## Work instructions
Print every item below without changing a single character.

[START]

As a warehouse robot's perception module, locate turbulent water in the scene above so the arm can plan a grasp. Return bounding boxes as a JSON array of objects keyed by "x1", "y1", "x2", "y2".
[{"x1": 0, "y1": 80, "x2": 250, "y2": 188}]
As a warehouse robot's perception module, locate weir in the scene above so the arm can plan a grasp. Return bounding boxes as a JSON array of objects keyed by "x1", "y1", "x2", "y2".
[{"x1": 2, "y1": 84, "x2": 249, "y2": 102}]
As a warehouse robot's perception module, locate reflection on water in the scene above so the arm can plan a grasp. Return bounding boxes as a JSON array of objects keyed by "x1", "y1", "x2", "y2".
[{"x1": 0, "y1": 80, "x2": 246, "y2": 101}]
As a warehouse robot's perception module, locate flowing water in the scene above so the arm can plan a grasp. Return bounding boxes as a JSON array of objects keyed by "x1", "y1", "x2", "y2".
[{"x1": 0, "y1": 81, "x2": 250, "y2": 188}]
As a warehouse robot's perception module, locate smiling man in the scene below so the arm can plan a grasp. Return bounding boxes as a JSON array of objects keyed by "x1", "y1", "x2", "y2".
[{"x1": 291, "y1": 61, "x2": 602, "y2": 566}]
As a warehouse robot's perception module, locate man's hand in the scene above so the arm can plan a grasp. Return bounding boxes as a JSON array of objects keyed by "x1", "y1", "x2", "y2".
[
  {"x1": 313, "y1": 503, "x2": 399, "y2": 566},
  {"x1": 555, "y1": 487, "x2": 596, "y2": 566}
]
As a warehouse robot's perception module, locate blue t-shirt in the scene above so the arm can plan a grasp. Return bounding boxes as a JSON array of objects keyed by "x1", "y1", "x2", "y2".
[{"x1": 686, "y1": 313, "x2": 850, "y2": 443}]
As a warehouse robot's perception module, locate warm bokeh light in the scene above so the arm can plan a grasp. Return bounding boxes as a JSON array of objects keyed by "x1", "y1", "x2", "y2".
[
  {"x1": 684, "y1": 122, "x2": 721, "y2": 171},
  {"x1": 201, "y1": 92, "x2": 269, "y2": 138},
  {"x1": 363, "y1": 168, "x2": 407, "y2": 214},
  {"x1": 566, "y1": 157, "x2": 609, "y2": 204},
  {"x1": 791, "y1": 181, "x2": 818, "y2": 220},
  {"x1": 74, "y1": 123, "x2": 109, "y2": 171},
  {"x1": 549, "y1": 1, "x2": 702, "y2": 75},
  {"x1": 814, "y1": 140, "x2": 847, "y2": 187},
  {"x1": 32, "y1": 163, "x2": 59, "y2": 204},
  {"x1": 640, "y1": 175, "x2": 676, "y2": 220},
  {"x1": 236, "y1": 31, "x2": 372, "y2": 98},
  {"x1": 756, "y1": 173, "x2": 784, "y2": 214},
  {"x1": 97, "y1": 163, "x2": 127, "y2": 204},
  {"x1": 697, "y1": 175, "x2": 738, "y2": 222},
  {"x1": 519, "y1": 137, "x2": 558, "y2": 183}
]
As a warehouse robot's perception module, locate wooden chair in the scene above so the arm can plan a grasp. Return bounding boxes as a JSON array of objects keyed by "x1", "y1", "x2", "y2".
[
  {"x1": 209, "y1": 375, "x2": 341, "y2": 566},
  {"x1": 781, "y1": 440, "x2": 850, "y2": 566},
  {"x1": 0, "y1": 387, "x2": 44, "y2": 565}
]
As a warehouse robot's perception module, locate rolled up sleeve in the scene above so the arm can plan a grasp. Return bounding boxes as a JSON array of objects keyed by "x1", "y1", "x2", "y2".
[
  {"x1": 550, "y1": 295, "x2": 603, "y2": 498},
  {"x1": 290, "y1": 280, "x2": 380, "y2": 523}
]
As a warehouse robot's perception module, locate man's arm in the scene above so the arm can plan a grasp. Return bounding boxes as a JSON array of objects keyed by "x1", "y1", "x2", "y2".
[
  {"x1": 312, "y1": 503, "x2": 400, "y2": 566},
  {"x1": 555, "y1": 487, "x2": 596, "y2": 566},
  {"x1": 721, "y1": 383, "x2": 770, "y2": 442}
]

[END]

## Solution to the exercise
As a warehouse robot's perception module, locate turbulent water in the scene above so the arm can plan a grasp. Return bounding boxes as a JSON array of objects keyed by "x1", "y1", "x2", "y2".
[{"x1": 0, "y1": 80, "x2": 250, "y2": 188}]
As a warehouse robot's perception module, locate weir in the scene above so the arm can plan a grasp. Return bounding boxes as a JSON array of objects keyed by "x1", "y1", "x2", "y2".
[{"x1": 2, "y1": 84, "x2": 249, "y2": 102}]
As a warehouse robot's perception module, locate reflection on water in the scene above so the arm can plan a grasp. Return bounding boxes as a JSON array of objects keyed by "x1", "y1", "x2", "y2".
[{"x1": 0, "y1": 80, "x2": 246, "y2": 101}]
As a warehouse robot's perception module, locate flowing water in the scene above so the arm can plan a grasp. Return bounding boxes as a JSON array of objects keyed by "x1", "y1", "x2", "y2".
[{"x1": 0, "y1": 81, "x2": 250, "y2": 188}]
As a warehouse robot's perception module, locate smiling man in the scene below so the arm can plan a grasp. Return bounding boxes as a JSON array of objects keyed by "x1", "y1", "x2", "y2".
[{"x1": 291, "y1": 61, "x2": 602, "y2": 566}]
As a warehouse robot's perception module, locate man's hand in the scene above so the arm can plan a grasp. Return bounding boxes as a JSON array of objects keyed by "x1", "y1", "x2", "y2".
[
  {"x1": 313, "y1": 503, "x2": 399, "y2": 566},
  {"x1": 555, "y1": 487, "x2": 596, "y2": 566}
]
As a warehouse robot's perception module, locate blue t-shirt in the scene above so the arm can plan a grasp. Return bounding boxes as a JSON array of objects keyed by "x1", "y1", "x2", "y2".
[{"x1": 686, "y1": 313, "x2": 850, "y2": 443}]
As a warehouse robot's perception module, locate warm bokeh light in the scene above so the arm can plan a grasp. Return bounding boxes as a JSON array of objects keyed by "x1", "y1", "x2", "y2".
[
  {"x1": 684, "y1": 122, "x2": 721, "y2": 171},
  {"x1": 201, "y1": 92, "x2": 269, "y2": 138},
  {"x1": 363, "y1": 168, "x2": 407, "y2": 214},
  {"x1": 566, "y1": 157, "x2": 609, "y2": 204},
  {"x1": 791, "y1": 181, "x2": 818, "y2": 220},
  {"x1": 74, "y1": 123, "x2": 109, "y2": 171},
  {"x1": 549, "y1": 1, "x2": 702, "y2": 75},
  {"x1": 814, "y1": 140, "x2": 847, "y2": 187},
  {"x1": 32, "y1": 163, "x2": 59, "y2": 204},
  {"x1": 640, "y1": 175, "x2": 676, "y2": 220},
  {"x1": 236, "y1": 31, "x2": 372, "y2": 98},
  {"x1": 756, "y1": 173, "x2": 784, "y2": 214},
  {"x1": 97, "y1": 163, "x2": 127, "y2": 204},
  {"x1": 697, "y1": 175, "x2": 738, "y2": 222},
  {"x1": 519, "y1": 137, "x2": 558, "y2": 183}
]
As a warehouse robot's perception module, locate wooden chair in the scene above so the arm can plan a grasp. Return bounding boxes as a JSON array of objects keyed by "x1", "y1", "x2", "y2".
[
  {"x1": 209, "y1": 375, "x2": 341, "y2": 566},
  {"x1": 781, "y1": 440, "x2": 850, "y2": 566},
  {"x1": 0, "y1": 387, "x2": 44, "y2": 565}
]
As a warehouse robot's perception module, locate rolled up sleeve in the scene above so the arm can plan a grasp. Return bounding boxes as a JSON array of objects keyed by "x1", "y1", "x2", "y2".
[
  {"x1": 550, "y1": 295, "x2": 603, "y2": 498},
  {"x1": 290, "y1": 280, "x2": 380, "y2": 523}
]
As a warehouse robot's perception module, locate man's arm in the scene above so the arm can plan a grasp. Return bounding boxes as a JSON array of objects keyed by "x1", "y1", "x2", "y2".
[
  {"x1": 312, "y1": 503, "x2": 400, "y2": 566},
  {"x1": 555, "y1": 487, "x2": 596, "y2": 566},
  {"x1": 721, "y1": 383, "x2": 770, "y2": 442}
]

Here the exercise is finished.